WRITTEN EXERCISE.
Reproduce the whole listing, character for character.

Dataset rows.

>> Start

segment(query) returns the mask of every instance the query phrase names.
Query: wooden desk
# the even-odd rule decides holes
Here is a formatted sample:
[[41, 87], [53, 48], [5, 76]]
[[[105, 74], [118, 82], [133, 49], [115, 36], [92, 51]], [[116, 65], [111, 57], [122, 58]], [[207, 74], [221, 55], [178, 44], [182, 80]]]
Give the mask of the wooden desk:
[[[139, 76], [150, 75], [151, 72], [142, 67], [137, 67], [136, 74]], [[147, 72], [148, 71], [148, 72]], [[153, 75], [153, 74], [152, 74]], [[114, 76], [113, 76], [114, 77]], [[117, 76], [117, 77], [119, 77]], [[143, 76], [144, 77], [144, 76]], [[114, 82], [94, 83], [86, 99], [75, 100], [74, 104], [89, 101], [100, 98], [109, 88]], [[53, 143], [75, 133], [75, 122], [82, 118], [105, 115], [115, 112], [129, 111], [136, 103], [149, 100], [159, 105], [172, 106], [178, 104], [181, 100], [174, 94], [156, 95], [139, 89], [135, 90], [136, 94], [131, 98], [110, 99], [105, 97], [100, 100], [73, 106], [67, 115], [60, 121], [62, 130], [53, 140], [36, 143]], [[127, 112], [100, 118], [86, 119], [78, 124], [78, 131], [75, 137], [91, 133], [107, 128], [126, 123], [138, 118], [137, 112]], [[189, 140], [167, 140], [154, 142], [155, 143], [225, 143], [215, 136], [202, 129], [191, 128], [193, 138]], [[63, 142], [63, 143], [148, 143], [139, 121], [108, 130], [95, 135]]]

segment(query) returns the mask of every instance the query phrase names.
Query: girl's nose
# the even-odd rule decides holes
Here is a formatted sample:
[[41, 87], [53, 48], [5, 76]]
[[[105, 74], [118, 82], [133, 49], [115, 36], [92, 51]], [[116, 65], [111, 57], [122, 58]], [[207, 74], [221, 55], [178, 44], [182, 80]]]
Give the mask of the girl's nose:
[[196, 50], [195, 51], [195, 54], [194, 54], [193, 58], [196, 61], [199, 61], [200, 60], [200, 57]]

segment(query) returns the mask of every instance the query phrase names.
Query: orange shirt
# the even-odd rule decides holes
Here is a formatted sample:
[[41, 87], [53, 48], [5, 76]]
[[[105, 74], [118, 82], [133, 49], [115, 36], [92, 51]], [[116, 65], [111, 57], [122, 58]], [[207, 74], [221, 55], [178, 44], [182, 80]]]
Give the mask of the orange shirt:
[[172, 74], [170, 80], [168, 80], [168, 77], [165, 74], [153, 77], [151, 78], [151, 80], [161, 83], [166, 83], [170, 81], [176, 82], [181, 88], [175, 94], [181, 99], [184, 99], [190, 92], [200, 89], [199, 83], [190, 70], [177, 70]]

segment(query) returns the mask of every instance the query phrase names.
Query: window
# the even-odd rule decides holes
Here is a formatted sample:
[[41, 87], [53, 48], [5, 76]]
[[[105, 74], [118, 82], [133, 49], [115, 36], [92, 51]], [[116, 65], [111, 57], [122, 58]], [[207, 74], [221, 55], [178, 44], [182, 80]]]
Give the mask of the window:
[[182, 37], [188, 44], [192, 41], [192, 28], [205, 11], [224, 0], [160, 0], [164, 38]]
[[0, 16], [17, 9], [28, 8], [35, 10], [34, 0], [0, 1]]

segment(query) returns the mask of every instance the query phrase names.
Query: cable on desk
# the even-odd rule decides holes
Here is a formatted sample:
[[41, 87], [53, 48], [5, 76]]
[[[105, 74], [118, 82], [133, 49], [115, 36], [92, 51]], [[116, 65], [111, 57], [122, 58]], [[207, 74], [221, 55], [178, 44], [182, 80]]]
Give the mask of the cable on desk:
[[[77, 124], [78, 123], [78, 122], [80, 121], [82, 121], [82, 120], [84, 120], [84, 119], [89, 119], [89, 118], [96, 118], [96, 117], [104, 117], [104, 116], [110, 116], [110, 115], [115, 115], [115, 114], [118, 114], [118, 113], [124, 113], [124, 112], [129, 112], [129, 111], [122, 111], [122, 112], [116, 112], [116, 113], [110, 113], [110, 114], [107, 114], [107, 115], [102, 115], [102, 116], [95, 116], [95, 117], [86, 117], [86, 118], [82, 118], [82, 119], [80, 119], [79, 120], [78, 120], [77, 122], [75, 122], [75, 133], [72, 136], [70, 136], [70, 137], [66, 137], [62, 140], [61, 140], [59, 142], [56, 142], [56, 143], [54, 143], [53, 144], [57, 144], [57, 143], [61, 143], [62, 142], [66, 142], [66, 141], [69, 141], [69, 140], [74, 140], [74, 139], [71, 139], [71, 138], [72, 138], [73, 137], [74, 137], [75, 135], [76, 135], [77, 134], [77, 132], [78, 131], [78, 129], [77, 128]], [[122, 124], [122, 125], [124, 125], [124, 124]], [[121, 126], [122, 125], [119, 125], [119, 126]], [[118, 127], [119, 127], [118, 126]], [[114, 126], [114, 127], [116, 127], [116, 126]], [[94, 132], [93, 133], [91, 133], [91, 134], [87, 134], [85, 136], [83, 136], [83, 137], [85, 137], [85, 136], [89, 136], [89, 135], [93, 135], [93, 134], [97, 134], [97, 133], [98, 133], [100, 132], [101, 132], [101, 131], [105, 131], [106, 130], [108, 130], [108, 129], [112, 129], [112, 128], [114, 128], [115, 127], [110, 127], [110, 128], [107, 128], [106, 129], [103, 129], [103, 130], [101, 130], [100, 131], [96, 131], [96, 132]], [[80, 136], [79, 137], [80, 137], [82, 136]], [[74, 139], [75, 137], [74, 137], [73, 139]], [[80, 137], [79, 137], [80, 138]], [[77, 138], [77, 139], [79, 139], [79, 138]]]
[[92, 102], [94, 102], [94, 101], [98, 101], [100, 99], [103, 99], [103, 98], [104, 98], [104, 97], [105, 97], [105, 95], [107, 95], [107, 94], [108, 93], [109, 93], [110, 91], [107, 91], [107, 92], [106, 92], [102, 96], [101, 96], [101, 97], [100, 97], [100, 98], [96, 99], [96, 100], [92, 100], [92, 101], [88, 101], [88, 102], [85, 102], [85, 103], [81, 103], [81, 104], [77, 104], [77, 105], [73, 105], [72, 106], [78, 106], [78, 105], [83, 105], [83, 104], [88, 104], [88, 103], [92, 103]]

>> End

EXERCISE SOLUTION.
segment(query) returns the mask of every instance the query phrase names.
Query: wooden desk
# the even-odd rule decides holes
Here is a formatted sample:
[[41, 87], [53, 48], [5, 76]]
[[[105, 74], [118, 82], [133, 49], [115, 36], [92, 51]], [[116, 65], [111, 57], [122, 58]], [[207, 74], [221, 55], [178, 44], [182, 80]]]
Give the mask of the wooden desk:
[[[139, 76], [150, 75], [151, 72], [142, 67], [137, 67], [136, 74]], [[147, 72], [148, 71], [148, 72]], [[153, 75], [153, 74], [152, 74]], [[114, 76], [113, 76], [114, 77]], [[117, 76], [117, 77], [119, 77]], [[143, 76], [144, 77], [144, 76]], [[114, 82], [94, 83], [86, 99], [75, 100], [74, 104], [89, 101], [100, 98], [109, 88]], [[53, 143], [75, 133], [75, 122], [82, 118], [105, 115], [115, 112], [129, 111], [136, 103], [149, 100], [159, 105], [172, 106], [178, 104], [181, 100], [174, 94], [156, 95], [139, 89], [135, 90], [136, 94], [131, 98], [110, 99], [105, 97], [100, 100], [73, 106], [67, 115], [60, 121], [62, 130], [53, 140], [36, 143]], [[127, 112], [100, 118], [86, 119], [78, 124], [78, 131], [75, 137], [91, 133], [107, 128], [126, 123], [138, 118], [137, 112]], [[189, 140], [167, 140], [154, 142], [155, 143], [225, 143], [215, 136], [202, 129], [191, 128], [193, 138]], [[63, 142], [63, 143], [148, 143], [139, 121], [108, 130], [95, 135]]]

segment(query) returns the mask of every instance the query phrase names.
Query: girl's nose
# the even-odd rule decides holes
Here is a formatted sample:
[[41, 87], [53, 48], [5, 76]]
[[[105, 74], [118, 82], [133, 49], [115, 36], [92, 51]], [[116, 65], [111, 57], [122, 58]], [[207, 74], [221, 55], [178, 44], [182, 80]]]
Give the mask of the girl's nose:
[[196, 50], [195, 51], [195, 54], [194, 54], [193, 58], [196, 61], [199, 61], [200, 60], [200, 57]]

segment(query) returns the mask of every instance the query phrase names.
Query: orange shirt
# the even-odd rule decides holes
Here is a formatted sample:
[[41, 87], [53, 48], [5, 76]]
[[[105, 74], [118, 82], [133, 49], [115, 36], [92, 51]], [[116, 65], [111, 57], [122, 58]], [[207, 74], [221, 55], [178, 44], [182, 80]]]
Give the mask of the orange shirt:
[[172, 74], [170, 80], [168, 80], [168, 77], [165, 74], [153, 77], [151, 78], [151, 80], [161, 83], [166, 83], [170, 81], [176, 82], [181, 88], [175, 94], [181, 99], [184, 99], [190, 92], [200, 89], [199, 83], [190, 70], [177, 70]]

segment(query) returns the mask of every instance the query phrase names.
Query: window
# the even-odd rule decides holes
Here is a formatted sample:
[[41, 87], [53, 48], [5, 76]]
[[[105, 74], [118, 82], [133, 49], [115, 36], [92, 51]], [[116, 65], [111, 57], [122, 58]], [[207, 74], [221, 55], [178, 44], [182, 80]]]
Give the mask of the window:
[[182, 37], [188, 44], [192, 41], [192, 28], [205, 11], [224, 0], [160, 0], [164, 38]]
[[0, 16], [17, 9], [28, 8], [35, 10], [34, 0], [0, 1]]

segment(query) returns the mask of every instance the query phrase names.
Query: cable on desk
# the even-odd rule decides holes
Here is a formatted sample:
[[41, 87], [53, 48], [5, 76]]
[[[105, 74], [118, 82], [133, 49], [115, 36], [92, 51]], [[116, 65], [111, 57], [122, 58]], [[207, 74], [221, 55], [178, 44], [182, 80]]]
Give the mask of the cable on desk:
[[[77, 124], [78, 123], [78, 122], [80, 121], [82, 121], [82, 120], [84, 120], [84, 119], [89, 119], [89, 118], [96, 118], [96, 117], [104, 117], [104, 116], [110, 116], [110, 115], [115, 115], [115, 114], [118, 114], [118, 113], [124, 113], [124, 112], [129, 112], [129, 111], [122, 111], [122, 112], [116, 112], [116, 113], [110, 113], [110, 114], [107, 114], [107, 115], [102, 115], [102, 116], [95, 116], [95, 117], [86, 117], [86, 118], [82, 118], [82, 119], [80, 119], [79, 120], [78, 120], [77, 122], [75, 122], [75, 133], [72, 136], [70, 136], [70, 137], [66, 137], [62, 140], [61, 140], [59, 142], [56, 142], [56, 143], [54, 143], [53, 144], [57, 144], [57, 143], [61, 143], [62, 142], [66, 142], [66, 141], [69, 141], [69, 140], [74, 140], [74, 139], [71, 139], [71, 138], [72, 138], [73, 137], [74, 137], [75, 135], [76, 135], [77, 134], [77, 132], [78, 131], [78, 129], [77, 128]], [[122, 124], [122, 125], [124, 125], [124, 124]], [[121, 126], [122, 125], [119, 125], [119, 126]], [[118, 127], [119, 127], [118, 126]], [[114, 126], [114, 127], [116, 127], [116, 126]], [[94, 132], [93, 133], [91, 133], [91, 134], [87, 134], [85, 136], [83, 136], [83, 137], [85, 137], [85, 136], [89, 136], [89, 135], [93, 135], [93, 134], [97, 134], [97, 133], [98, 133], [100, 132], [101, 132], [101, 131], [105, 131], [106, 130], [108, 130], [108, 129], [112, 129], [112, 128], [114, 128], [115, 127], [110, 127], [110, 128], [107, 128], [106, 129], [103, 129], [103, 130], [101, 130], [100, 131], [96, 131], [96, 132]], [[80, 136], [79, 137], [80, 137], [82, 136]], [[74, 139], [75, 137], [74, 137], [73, 139]], [[80, 137], [79, 137], [80, 138]], [[77, 138], [77, 139], [79, 139], [79, 138]]]
[[92, 102], [94, 102], [94, 101], [98, 101], [100, 99], [103, 99], [103, 98], [104, 98], [104, 97], [105, 97], [105, 95], [107, 95], [107, 94], [108, 93], [109, 93], [110, 91], [107, 91], [107, 92], [106, 92], [102, 96], [101, 96], [101, 97], [100, 97], [100, 98], [96, 99], [96, 100], [92, 100], [92, 101], [88, 101], [88, 102], [85, 102], [85, 103], [81, 103], [81, 104], [77, 104], [77, 105], [73, 105], [72, 106], [78, 106], [78, 105], [83, 105], [83, 104], [88, 104], [88, 103], [92, 103]]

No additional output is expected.